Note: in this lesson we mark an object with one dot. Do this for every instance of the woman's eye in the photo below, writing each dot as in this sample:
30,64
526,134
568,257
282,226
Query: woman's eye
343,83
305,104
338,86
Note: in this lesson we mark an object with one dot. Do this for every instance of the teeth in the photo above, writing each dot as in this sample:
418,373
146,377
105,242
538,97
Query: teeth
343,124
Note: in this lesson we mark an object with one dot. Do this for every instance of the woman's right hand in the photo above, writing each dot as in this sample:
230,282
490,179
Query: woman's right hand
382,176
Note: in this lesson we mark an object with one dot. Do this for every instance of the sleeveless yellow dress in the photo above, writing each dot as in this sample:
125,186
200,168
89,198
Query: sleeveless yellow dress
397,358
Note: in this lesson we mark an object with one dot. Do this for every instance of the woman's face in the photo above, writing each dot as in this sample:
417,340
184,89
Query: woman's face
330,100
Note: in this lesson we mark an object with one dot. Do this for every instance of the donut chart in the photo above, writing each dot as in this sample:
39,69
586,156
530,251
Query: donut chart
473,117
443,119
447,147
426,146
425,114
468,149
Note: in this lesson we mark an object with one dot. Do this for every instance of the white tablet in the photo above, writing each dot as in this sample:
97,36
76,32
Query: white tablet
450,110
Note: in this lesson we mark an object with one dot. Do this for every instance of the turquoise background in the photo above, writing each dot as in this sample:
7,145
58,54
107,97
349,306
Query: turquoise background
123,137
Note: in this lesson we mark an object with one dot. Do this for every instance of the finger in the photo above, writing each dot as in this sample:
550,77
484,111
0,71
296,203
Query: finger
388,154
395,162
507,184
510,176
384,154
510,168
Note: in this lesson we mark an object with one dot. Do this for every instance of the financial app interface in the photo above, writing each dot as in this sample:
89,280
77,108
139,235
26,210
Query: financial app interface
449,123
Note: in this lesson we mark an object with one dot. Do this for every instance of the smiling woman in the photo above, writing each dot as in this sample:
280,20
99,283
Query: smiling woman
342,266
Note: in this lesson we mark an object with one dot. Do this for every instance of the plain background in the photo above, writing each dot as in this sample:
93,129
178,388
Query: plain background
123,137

────────────────────────────────────────

### GIVEN REQUEST
Give everything from the line containing "of the turquoise" down to the final line of the records, both included, as a numbered list, leaving out any blank lines.

### REPLY TO THE TASK
1. Note: in this lesson we mark an object with one dot. Do this for every instance of the turquoise background in the photo above, writing each dot as in this sample:
2. 7,145
3. 58,54
4. 107,97
5. 349,306
6. Query: turquoise background
7. 123,137
8. Note: in this lesson we mark an object with one dot. Do this for every instance of the finger in the photo above, writing each dot as in this sample:
9. 550,77
10. 484,111
11. 0,71
12. 296,203
13. Query: finger
14. 388,154
15. 395,162
16. 507,184
17. 510,176
18. 384,154
19. 510,168
20. Note: in this lesson we mark an object with one dot. Do this for every instance of the financial app interface in the photo above, writing each dot as in this sample:
21. 89,280
22. 77,108
23. 139,235
24. 26,210
25. Query: financial app interface
26. 449,123
27. Note: in this lesson we mark an object with one dot. Do this for every instance of the smiling woman in the photo above, writing each dot as in this sample:
28. 280,20
29. 99,283
30. Query: smiling woman
31. 342,266
32. Note: in this lesson we mark an object with one dot. Do this for every instance of the plain background in the photo above, writing each dot as in this sample:
33. 93,129
34. 178,388
35. Query: plain background
36. 123,137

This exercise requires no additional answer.